> _KUTIPAN SUMBER_:
- - -

Teman saya tak beranjak dari meja kerjanya. Peter tersulut.
“Mulai hari ini agama Kristen dibubarkan oleh...(Peter menyebut nama teman saya itu)”
Peter kemudian bergegas ke ruang kerjanya di lantai I, dan kembali sudah mengenakan jaket hijau KKO, matanya bukan cuma berkilau seperti biasanya, tapi ini kali menyemburkan sinar menyilaukan. Teman saya dibawa ke ruang kerjanya, pintu dikunci dari dalam.
Saya cuma mendengar potongan kalimat,”sekarang kita selesaikan dengan cara lelaki.” Itu saja. Padahal, teman saya itu tinggi besar ketimbang Peter yang agak pendek. Tak sampai satu menit kemudian, teman saya berlutut di kaki Peter.
Ke luar dari ruangan, Peter sudah menyunggingkan senyum, seolah tak ada persoalan. Persediaan maafnya amat banyak. Banyak sekali.
Hidup Peter memang heroik, termasuk cara ia bersikap. Soal sikap, martabat, dan kemanusiaan, ia selalu hitam putih; tak pernah abu-abu. Kadangkala, dalam beberapa hal, saya menilainya ia terlalu naif. Saya pernah menganggap Peter adalah tokoh fiksi, tapi ia ada di hadapan saya.
Meski menjadi Redpel, ekonomi dia sebenarnya cekak, tapi ia selalu menyisihkan hampir separuh gajinya buat ongkos mendadak anak buahnya. Sementara istri dan anaknya tinggal di perkampungan sempit di tengah kota Surabaya, juga anaknya yang lain tinggal di Pangalengan, rumah kakaknya.
Peter juga yang kemudian mengutus saya tengah malam untuk mengirimkan duit kebutuhan persalinan karena istri teman kami di luar kota yang sedang hamil besar menunggu hari kelahiran anak pertamanya. Sementara kami tengah berseteru di kantor hingga tiga bulan tak bisa ngantor dan tak bergaji lagi.

- - -

> _TUGAS 1_: Terjemahkan kalimat "Hidup Peter memang heroik, termasuk cara ia bersikap." dari kutipan sumber ke dalam bahasa Inggris.
> _TUGAS 2_: Salinlah secara persis bagian kutipan sumber yang dimulai pada "Teman saya tak" dan berakhir pada "banyak. Banyak sekali.".

- - -

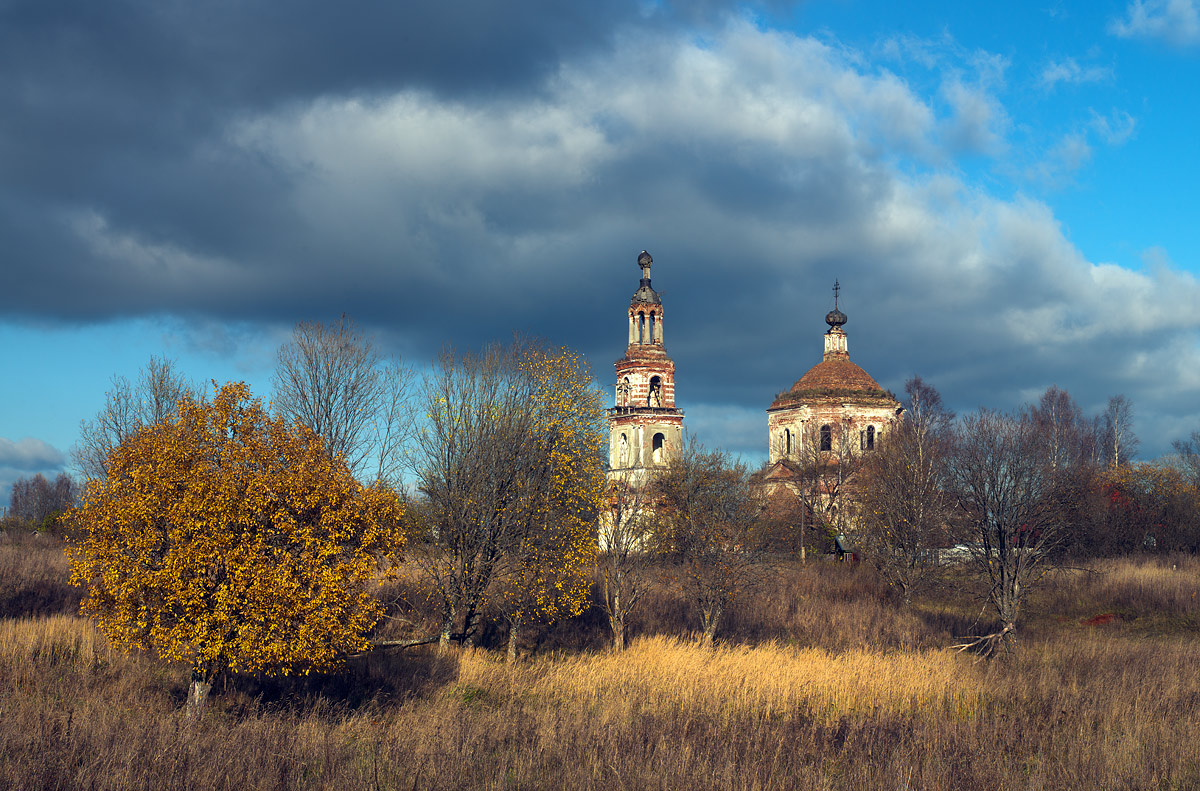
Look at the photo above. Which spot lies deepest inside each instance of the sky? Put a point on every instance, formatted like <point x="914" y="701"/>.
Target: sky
<point x="1006" y="192"/>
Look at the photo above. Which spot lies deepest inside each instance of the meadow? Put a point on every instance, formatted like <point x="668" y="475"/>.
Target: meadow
<point x="820" y="681"/>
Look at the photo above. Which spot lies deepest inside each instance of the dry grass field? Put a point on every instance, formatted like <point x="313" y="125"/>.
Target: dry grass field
<point x="821" y="682"/>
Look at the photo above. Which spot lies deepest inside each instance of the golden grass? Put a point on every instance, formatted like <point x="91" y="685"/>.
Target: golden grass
<point x="731" y="683"/>
<point x="823" y="683"/>
<point x="54" y="640"/>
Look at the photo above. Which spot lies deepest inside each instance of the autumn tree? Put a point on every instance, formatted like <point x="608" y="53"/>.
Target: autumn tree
<point x="231" y="540"/>
<point x="1009" y="497"/>
<point x="333" y="379"/>
<point x="706" y="514"/>
<point x="511" y="472"/>
<point x="129" y="407"/>
<point x="627" y="539"/>
<point x="904" y="502"/>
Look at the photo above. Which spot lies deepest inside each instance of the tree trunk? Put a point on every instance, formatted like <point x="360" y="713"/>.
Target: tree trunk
<point x="618" y="631"/>
<point x="197" y="694"/>
<point x="514" y="630"/>
<point x="708" y="622"/>
<point x="447" y="628"/>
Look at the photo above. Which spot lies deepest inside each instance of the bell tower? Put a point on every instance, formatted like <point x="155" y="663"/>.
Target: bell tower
<point x="645" y="426"/>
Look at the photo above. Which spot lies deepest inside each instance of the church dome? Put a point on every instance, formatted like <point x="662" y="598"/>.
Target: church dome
<point x="835" y="376"/>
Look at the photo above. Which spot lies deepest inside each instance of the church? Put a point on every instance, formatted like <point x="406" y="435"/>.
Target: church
<point x="834" y="412"/>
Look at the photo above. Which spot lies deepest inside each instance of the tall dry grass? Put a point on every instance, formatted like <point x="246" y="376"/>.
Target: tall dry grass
<point x="822" y="682"/>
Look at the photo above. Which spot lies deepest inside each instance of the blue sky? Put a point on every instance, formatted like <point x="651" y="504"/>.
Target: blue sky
<point x="1006" y="192"/>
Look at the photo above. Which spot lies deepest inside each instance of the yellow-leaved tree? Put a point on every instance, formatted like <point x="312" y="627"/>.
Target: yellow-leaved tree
<point x="549" y="573"/>
<point x="229" y="540"/>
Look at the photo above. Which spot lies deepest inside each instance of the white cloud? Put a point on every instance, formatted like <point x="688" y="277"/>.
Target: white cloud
<point x="766" y="165"/>
<point x="978" y="123"/>
<point x="29" y="454"/>
<point x="1176" y="22"/>
<point x="1069" y="72"/>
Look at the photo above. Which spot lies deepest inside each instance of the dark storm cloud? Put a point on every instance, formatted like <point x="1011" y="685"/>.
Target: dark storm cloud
<point x="118" y="113"/>
<point x="502" y="174"/>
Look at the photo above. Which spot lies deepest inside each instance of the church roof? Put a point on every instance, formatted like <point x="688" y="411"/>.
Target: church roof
<point x="835" y="377"/>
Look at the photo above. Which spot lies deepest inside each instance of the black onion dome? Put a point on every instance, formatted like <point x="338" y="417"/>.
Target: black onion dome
<point x="645" y="294"/>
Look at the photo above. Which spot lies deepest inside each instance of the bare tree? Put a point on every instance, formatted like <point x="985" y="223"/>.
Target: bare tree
<point x="39" y="503"/>
<point x="331" y="379"/>
<point x="625" y="557"/>
<point x="129" y="407"/>
<point x="904" y="504"/>
<point x="1120" y="442"/>
<point x="1066" y="433"/>
<point x="825" y="467"/>
<point x="511" y="447"/>
<point x="1007" y="489"/>
<point x="1189" y="456"/>
<point x="706" y="517"/>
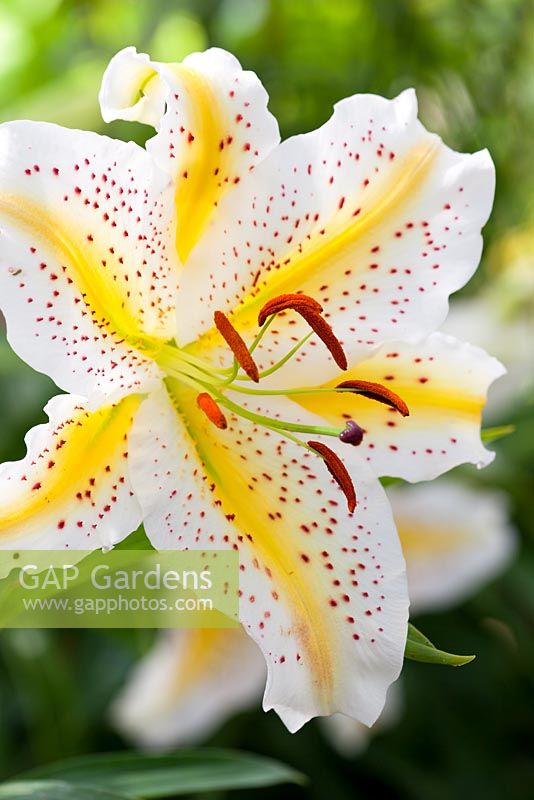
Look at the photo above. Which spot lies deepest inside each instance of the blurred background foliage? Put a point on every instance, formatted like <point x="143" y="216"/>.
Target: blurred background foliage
<point x="464" y="732"/>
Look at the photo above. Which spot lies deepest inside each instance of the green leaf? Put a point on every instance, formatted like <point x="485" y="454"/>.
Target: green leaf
<point x="188" y="771"/>
<point x="54" y="790"/>
<point x="420" y="648"/>
<point x="490" y="435"/>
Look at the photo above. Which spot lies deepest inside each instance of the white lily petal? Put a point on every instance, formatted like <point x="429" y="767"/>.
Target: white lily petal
<point x="87" y="280"/>
<point x="454" y="539"/>
<point x="371" y="215"/>
<point x="350" y="737"/>
<point x="188" y="685"/>
<point x="72" y="489"/>
<point x="481" y="321"/>
<point x="213" y="126"/>
<point x="323" y="592"/>
<point x="132" y="89"/>
<point x="443" y="381"/>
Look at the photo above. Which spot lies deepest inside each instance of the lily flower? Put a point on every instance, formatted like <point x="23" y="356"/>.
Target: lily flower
<point x="203" y="300"/>
<point x="454" y="540"/>
<point x="500" y="317"/>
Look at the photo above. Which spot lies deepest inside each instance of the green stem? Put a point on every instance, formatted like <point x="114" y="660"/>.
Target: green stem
<point x="268" y="422"/>
<point x="283" y="360"/>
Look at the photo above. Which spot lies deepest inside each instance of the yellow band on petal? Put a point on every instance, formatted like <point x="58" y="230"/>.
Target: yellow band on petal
<point x="332" y="238"/>
<point x="274" y="551"/>
<point x="204" y="157"/>
<point x="83" y="449"/>
<point x="105" y="296"/>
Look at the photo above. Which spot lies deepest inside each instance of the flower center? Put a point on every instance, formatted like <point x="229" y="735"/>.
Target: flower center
<point x="212" y="384"/>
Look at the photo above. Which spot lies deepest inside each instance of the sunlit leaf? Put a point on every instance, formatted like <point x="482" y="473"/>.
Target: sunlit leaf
<point x="490" y="435"/>
<point x="420" y="648"/>
<point x="54" y="790"/>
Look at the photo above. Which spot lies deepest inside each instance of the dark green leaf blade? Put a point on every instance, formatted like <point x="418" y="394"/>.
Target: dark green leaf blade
<point x="186" y="772"/>
<point x="54" y="790"/>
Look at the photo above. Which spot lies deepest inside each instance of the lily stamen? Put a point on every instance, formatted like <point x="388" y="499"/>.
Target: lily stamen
<point x="310" y="310"/>
<point x="378" y="392"/>
<point x="211" y="409"/>
<point x="295" y="302"/>
<point x="338" y="471"/>
<point x="237" y="345"/>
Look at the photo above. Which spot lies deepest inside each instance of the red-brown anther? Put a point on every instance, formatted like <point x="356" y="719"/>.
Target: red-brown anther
<point x="237" y="345"/>
<point x="310" y="310"/>
<point x="295" y="302"/>
<point x="207" y="404"/>
<point x="327" y="335"/>
<point x="375" y="391"/>
<point x="338" y="471"/>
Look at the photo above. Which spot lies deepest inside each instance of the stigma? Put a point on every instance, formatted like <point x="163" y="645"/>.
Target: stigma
<point x="213" y="384"/>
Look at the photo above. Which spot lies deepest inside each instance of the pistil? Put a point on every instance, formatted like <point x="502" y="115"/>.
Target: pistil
<point x="212" y="383"/>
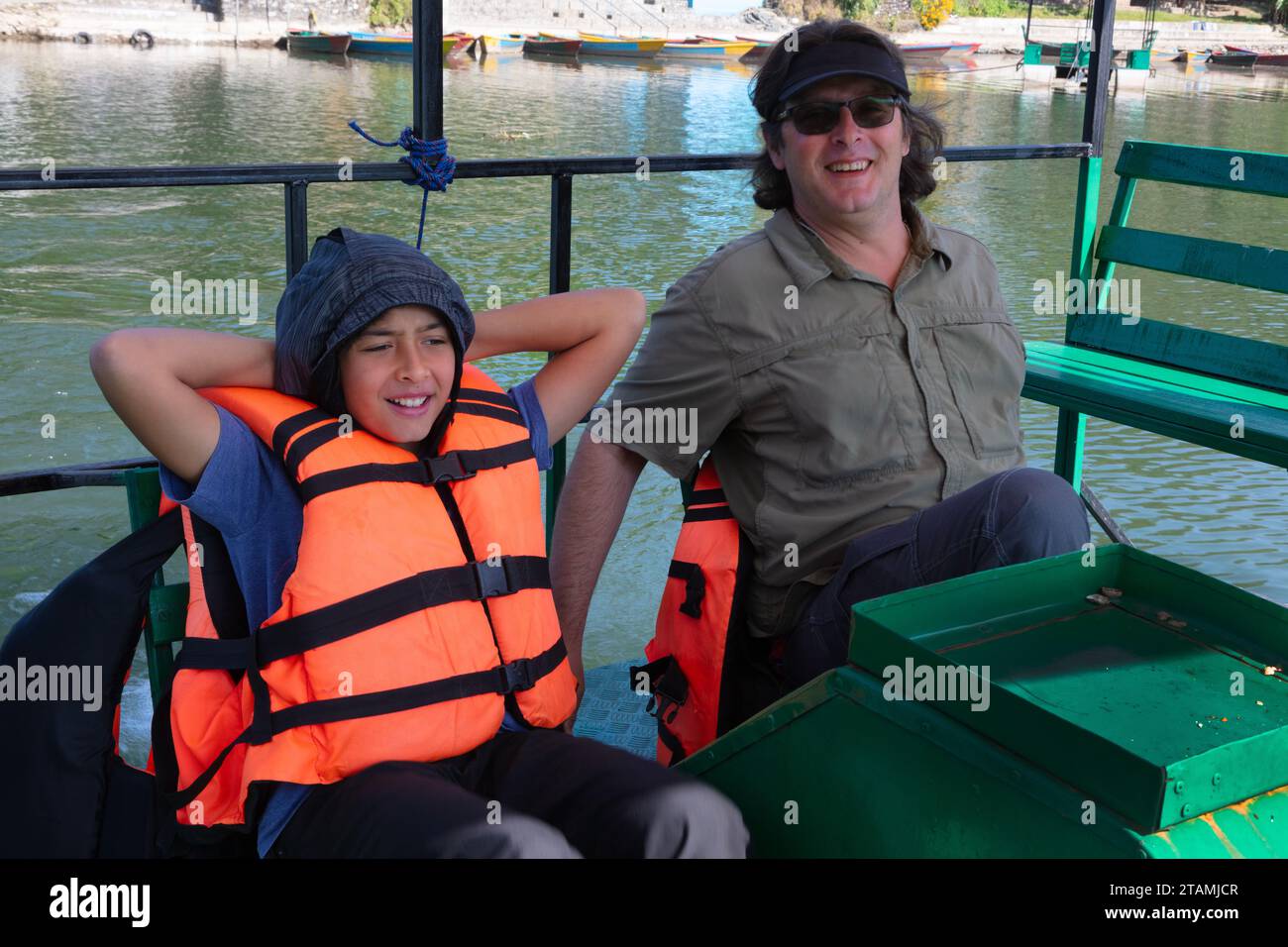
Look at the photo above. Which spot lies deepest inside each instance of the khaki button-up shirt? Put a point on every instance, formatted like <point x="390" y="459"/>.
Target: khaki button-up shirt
<point x="831" y="406"/>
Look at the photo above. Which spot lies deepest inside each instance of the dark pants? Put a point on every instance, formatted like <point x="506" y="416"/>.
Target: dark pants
<point x="1017" y="515"/>
<point x="536" y="793"/>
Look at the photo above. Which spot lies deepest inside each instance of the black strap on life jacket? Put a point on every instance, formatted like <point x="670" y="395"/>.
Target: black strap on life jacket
<point x="668" y="685"/>
<point x="695" y="586"/>
<point x="704" y="497"/>
<point x="490" y="410"/>
<point x="703" y="513"/>
<point x="669" y="690"/>
<point x="469" y="582"/>
<point x="497" y="398"/>
<point x="515" y="676"/>
<point x="454" y="466"/>
<point x="283" y="432"/>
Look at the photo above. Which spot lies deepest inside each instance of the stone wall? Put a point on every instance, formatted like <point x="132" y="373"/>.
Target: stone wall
<point x="254" y="22"/>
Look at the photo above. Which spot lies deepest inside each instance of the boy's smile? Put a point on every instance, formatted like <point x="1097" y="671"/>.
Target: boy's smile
<point x="397" y="373"/>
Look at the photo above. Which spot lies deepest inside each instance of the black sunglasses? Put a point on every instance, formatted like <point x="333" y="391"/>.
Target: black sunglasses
<point x="820" y="118"/>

- - -

> _JAWABAN TERTULIS 1_: Peter's life was indeed heroic, including the way he carried himself.

> _JAWABAN TERTULIS 2_:
Teman saya tak beranjak dari meja kerjanya. Peter tersulut.
“Mulai hari ini agama Kristen dibubarkan oleh...(Peter menyebut nama teman saya itu)”
Peter kemudian bergegas ke ruang kerjanya di lantai I, dan kembali sudah mengenakan jaket hijau KKO, matanya bukan cuma berkilau seperti biasanya, tapi ini kali menyemburkan sinar menyilaukan. Teman saya dibawa ke ruang kerjanya, pintu dikunci dari dalam.
Saya cuma mendengar potongan kalimat,”sekarang kita selesaikan dengan cara lelaki.” Itu saja. Padahal, teman saya itu tinggi besar ketimbang Peter yang agak pendek. Tak sampai satu menit kemudian, teman saya berlutut di kaki Peter.
Ke luar dari ruangan, Peter sudah menyunggingkan senyum, seolah tak ada persoalan. Persediaan maafnya amat banyak. Banyak sekali.